• ACTIVITY
Gather all lines in the data that hold the string "below".

• MATERIAL FOR THE TASK
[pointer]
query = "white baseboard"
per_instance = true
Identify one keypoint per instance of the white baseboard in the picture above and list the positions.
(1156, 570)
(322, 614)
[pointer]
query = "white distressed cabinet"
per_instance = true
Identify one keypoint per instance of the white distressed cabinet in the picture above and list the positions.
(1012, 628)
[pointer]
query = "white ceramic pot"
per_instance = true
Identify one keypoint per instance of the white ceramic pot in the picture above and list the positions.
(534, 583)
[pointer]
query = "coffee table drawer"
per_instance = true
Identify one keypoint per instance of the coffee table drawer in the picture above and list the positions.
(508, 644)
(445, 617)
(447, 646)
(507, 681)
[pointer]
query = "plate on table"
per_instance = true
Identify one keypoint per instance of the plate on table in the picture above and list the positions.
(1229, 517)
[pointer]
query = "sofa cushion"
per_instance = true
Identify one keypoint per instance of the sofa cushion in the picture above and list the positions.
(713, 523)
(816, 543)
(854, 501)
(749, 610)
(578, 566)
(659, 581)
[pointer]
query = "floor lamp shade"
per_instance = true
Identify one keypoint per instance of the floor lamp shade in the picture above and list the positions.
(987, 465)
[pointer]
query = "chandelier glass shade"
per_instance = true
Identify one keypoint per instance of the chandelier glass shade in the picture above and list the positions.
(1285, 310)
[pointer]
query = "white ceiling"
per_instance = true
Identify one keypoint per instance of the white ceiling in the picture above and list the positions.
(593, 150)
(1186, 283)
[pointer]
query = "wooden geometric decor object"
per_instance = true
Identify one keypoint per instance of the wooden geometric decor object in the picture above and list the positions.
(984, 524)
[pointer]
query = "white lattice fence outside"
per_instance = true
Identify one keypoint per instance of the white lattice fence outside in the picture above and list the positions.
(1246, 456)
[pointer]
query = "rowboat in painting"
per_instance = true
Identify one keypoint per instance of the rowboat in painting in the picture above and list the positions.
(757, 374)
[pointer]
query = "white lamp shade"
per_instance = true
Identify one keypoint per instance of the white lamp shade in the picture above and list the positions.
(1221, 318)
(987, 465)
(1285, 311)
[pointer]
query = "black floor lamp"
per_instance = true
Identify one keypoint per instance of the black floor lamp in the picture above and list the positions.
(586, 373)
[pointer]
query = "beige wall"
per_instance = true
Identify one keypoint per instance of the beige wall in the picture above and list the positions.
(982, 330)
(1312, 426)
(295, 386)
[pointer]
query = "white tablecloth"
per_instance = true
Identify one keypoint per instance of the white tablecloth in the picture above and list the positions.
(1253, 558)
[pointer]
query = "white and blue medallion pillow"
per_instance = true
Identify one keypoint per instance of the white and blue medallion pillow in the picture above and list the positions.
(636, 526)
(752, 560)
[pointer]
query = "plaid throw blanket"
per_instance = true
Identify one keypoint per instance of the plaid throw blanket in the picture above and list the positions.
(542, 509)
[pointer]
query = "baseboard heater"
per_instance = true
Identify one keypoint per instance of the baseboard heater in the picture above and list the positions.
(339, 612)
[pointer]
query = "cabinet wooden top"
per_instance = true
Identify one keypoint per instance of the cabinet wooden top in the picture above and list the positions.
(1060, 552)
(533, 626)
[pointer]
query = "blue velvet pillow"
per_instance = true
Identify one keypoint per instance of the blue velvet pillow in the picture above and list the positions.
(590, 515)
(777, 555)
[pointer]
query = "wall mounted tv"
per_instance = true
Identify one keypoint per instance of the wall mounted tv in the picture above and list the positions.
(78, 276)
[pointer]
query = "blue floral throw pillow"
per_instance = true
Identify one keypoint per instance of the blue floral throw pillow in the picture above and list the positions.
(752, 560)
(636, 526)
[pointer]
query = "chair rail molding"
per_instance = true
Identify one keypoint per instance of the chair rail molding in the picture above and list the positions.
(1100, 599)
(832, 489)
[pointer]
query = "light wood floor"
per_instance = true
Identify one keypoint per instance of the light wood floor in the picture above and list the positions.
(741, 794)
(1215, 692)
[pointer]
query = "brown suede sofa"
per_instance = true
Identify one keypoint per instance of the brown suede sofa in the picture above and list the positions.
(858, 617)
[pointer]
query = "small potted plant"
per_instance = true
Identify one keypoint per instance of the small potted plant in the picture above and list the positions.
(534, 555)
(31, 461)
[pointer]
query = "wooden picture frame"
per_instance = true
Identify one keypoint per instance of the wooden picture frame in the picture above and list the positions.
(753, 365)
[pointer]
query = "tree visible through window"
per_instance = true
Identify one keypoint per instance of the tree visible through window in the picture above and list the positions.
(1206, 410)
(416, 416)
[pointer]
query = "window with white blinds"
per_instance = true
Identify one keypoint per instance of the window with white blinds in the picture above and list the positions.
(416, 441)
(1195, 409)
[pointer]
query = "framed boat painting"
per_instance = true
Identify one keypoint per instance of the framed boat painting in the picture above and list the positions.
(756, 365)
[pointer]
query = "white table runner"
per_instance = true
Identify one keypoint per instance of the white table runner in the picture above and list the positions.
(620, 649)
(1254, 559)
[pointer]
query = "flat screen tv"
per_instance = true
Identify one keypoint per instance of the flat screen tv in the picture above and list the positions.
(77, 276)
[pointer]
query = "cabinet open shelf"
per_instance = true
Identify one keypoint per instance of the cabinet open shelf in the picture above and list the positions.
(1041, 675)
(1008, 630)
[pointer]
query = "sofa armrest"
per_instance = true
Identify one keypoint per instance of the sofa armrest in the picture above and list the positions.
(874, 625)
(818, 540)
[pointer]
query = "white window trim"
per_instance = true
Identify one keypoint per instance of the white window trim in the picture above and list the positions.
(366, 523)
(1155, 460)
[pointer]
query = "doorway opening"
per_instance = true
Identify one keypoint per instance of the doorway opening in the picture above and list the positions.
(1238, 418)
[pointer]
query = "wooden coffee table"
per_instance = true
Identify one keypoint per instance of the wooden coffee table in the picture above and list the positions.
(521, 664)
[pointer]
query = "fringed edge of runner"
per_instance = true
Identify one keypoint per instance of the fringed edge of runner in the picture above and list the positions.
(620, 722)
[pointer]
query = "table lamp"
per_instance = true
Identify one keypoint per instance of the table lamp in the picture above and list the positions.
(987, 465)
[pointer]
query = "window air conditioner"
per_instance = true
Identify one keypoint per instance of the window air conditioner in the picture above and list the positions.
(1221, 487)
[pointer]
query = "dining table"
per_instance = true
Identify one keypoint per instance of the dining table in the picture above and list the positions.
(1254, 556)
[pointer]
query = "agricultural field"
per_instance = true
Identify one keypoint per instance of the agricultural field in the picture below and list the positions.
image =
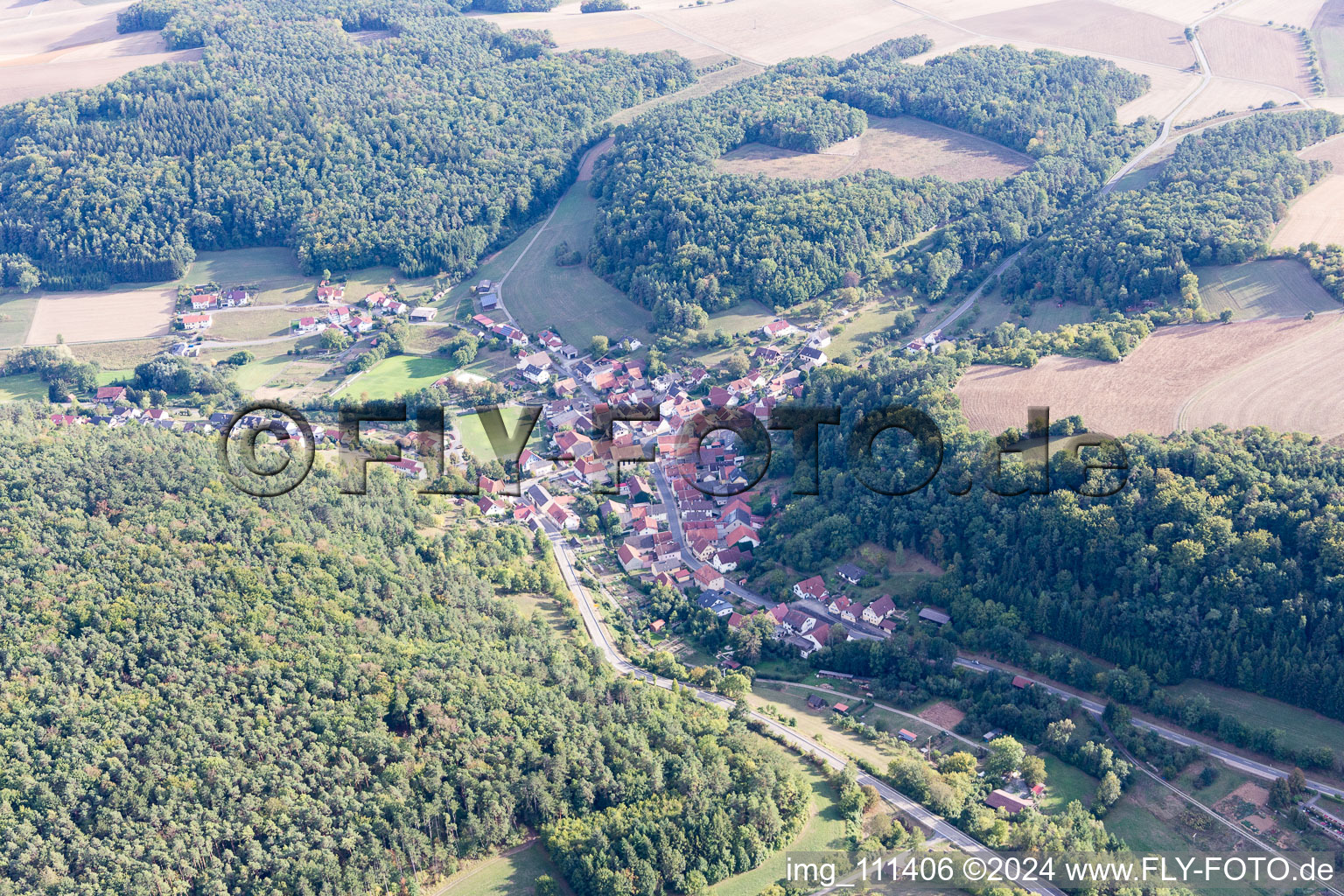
(1263, 289)
(1328, 30)
(571, 300)
(1045, 316)
(62, 45)
(1256, 52)
(905, 147)
(15, 316)
(1090, 25)
(1180, 376)
(1300, 727)
(1300, 14)
(1066, 783)
(23, 387)
(396, 375)
(102, 316)
(509, 873)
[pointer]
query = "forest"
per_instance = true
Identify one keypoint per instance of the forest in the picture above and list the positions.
(679, 236)
(203, 693)
(1214, 203)
(1219, 559)
(421, 150)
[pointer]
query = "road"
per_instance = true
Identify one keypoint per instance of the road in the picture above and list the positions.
(1250, 766)
(599, 635)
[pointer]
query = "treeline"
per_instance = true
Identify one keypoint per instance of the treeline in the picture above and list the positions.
(1215, 560)
(200, 692)
(679, 236)
(421, 150)
(1214, 203)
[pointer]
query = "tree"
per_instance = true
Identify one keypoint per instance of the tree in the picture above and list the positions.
(1060, 732)
(1108, 792)
(1033, 770)
(1005, 755)
(734, 685)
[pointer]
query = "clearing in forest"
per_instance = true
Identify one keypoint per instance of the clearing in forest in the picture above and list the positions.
(905, 147)
(1253, 290)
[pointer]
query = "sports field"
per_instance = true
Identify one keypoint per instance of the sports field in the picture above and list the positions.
(1263, 289)
(905, 147)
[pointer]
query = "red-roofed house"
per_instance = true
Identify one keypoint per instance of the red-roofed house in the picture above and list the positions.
(814, 587)
(707, 579)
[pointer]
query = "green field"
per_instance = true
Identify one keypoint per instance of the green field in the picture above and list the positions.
(473, 433)
(573, 300)
(822, 832)
(1276, 288)
(512, 873)
(1301, 727)
(256, 374)
(15, 318)
(396, 375)
(1065, 783)
(23, 387)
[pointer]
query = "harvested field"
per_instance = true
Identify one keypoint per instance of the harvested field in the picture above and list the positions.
(1181, 11)
(1233, 97)
(1263, 289)
(62, 45)
(1092, 25)
(1298, 388)
(905, 147)
(1176, 366)
(1300, 14)
(942, 715)
(1256, 52)
(1329, 45)
(1316, 216)
(100, 318)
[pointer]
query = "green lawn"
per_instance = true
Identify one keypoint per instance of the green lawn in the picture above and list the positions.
(15, 318)
(253, 375)
(473, 433)
(514, 875)
(1065, 783)
(23, 387)
(822, 832)
(573, 300)
(1301, 727)
(398, 375)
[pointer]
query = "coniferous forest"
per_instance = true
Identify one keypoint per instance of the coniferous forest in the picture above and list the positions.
(421, 150)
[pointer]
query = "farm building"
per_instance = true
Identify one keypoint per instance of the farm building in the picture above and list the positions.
(1007, 801)
(935, 617)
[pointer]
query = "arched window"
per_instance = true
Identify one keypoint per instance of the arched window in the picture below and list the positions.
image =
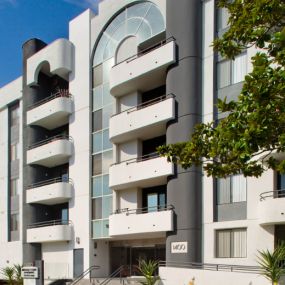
(133, 26)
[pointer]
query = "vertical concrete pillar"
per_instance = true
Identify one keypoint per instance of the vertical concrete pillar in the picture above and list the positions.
(184, 23)
(31, 251)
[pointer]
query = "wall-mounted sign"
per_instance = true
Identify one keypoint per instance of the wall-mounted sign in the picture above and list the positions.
(30, 272)
(179, 247)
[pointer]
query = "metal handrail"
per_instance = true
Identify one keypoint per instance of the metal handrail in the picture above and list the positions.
(113, 275)
(146, 104)
(83, 274)
(146, 50)
(139, 159)
(49, 223)
(144, 210)
(55, 138)
(61, 93)
(49, 181)
(272, 194)
(212, 266)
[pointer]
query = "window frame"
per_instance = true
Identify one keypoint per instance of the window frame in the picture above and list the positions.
(231, 191)
(231, 69)
(231, 242)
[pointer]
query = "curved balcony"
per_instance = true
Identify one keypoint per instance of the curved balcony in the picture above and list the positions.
(50, 192)
(144, 120)
(271, 207)
(51, 152)
(145, 171)
(144, 71)
(141, 222)
(59, 55)
(49, 231)
(51, 112)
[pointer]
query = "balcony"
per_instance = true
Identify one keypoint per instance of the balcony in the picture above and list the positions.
(51, 152)
(271, 207)
(52, 112)
(50, 231)
(144, 71)
(144, 120)
(59, 55)
(49, 192)
(149, 170)
(145, 221)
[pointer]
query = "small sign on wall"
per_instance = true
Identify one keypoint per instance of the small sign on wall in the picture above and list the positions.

• WRITTEN SOLUTION
Identify one keypoint per instance of the agricultural field in the picture below and list the positions.
Identify one keypoint per instance of the arched window in the picture below and list the positions.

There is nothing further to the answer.